Directions ::
- 1) Reproduce verbatim the passage of the Questioning Authority notes that begins at "Lookup/store reference to" and ends after "apps to query.".
- 2) Transcribe the entries word for word, starting with their first line and ending after the line that contains "box: [1997, 1332, 2081, 1383]".

Reading passage ::

● ● ●

Lookup/store reference to external authority

https://github.com/projecthydra/questioning_authority 

mountable Rails engine that can be embedded in a Hydra Head

Three primary functions:

  • Lookup

    • Questioning Authority gem provides a uniform endpoint for apps to query.

    • Need an adapter for each vocab of interest.

    • Must identify adapters in advance.

    • Gives option to bring down a localized copy of the URI:Term map.

  • Store

    • If you decide to store URI:Term map locally, then you have a localized way to store key:value pair. Store only the ones looked up, or the whole vocab.

    • Persistence options:

      • Store just the individual key:value pair in Questioning Authority for display label retrieval.

      • Keep the whole vocab locally, cached in Questioning Authority. Do look ups from the engine for performance reasons.

      • Persist both URI and label to underlying data store (repository) for preservation reasons.


 

  • cross-reference URI to get label

    • Expose a method to get a label out from the Questioning Authority gem to feed the Hydra app. Reverse look up.


 

Persistence patterns:

  • store just the label (Sufia currently)

  • store the URI and the label in DescMD

  • store the URI only in DescMD, do a look up on retrieval to a vocab to get a fresh label


 

Potential Tooling:


 

Questioning Authority could use a “customer” to guide the rest of the implementation. Questioning Authority was built at Sept 2013 HydraPartners meeting at State College.

Contributors: Wead, Coble, Brower, Stroming, Anderson, James.

Oregons volunteer to provide feature input;

  1. wants all three Persistence Patterns supported. (label, URI, label & URI)

● ● ●

Data to process ::

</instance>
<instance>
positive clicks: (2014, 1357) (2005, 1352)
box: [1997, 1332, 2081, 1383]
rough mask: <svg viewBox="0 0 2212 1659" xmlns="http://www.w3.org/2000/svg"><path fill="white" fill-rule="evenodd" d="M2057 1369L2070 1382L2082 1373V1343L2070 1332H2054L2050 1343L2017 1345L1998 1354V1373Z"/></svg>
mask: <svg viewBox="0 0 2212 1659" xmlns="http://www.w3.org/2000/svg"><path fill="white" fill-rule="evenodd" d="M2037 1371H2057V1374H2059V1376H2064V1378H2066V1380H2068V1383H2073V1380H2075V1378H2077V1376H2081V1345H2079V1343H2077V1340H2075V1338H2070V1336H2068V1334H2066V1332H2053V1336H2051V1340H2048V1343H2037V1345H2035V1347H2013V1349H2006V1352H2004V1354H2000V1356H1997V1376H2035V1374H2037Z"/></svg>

● ● ●

Responses ::
- 1)
Lookup/store reference to external authority

https://github.com/projecthydra/questioning_authority 

mountable Rails engine that can be embedded in a Hydra Head

Three primary functions:

  • Lookup

    • Questioning Authority gem provides a uniform endpoint for apps to query.

- 2)
</instance>
<instance>
positive clicks: (2014, 1357) (2005, 1352)
box: [1997, 1332, 2081, 1383]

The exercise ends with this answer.